Dataset start

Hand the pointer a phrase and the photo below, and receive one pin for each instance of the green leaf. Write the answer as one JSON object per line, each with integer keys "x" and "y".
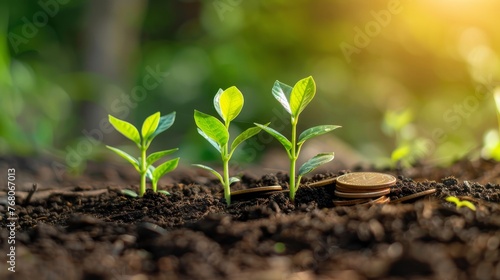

Dataset end
Dataset start

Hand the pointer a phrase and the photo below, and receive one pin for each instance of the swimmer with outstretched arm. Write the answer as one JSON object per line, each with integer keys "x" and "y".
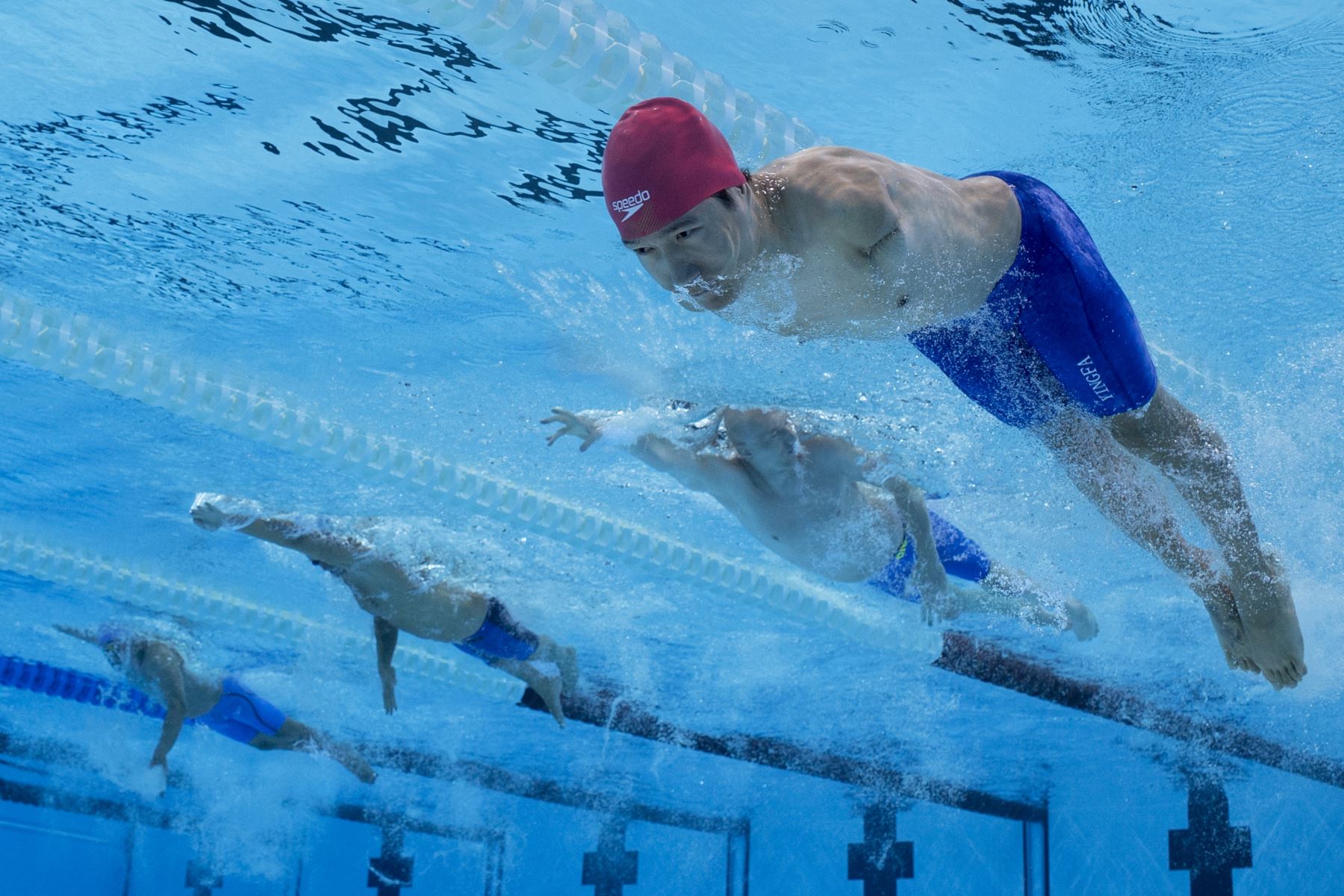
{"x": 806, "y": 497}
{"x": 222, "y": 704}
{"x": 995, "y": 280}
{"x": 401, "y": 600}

Dataset end

Work instructions >> Pull out each line of the entries above that contains the string "with".

Completed exercise >>
Hand the pointer a phrase and the photo below, and receive one pin for each instance of the green leaf. Write the answer as one JSON object per line, each with integer keys "x" and "y".
Hand the pointer a phrase and the photo below, and receive one pin for each instance of the swimmer with outstretched arm. Write the answer as one JSON object per line, each with integer keys "x" and "y".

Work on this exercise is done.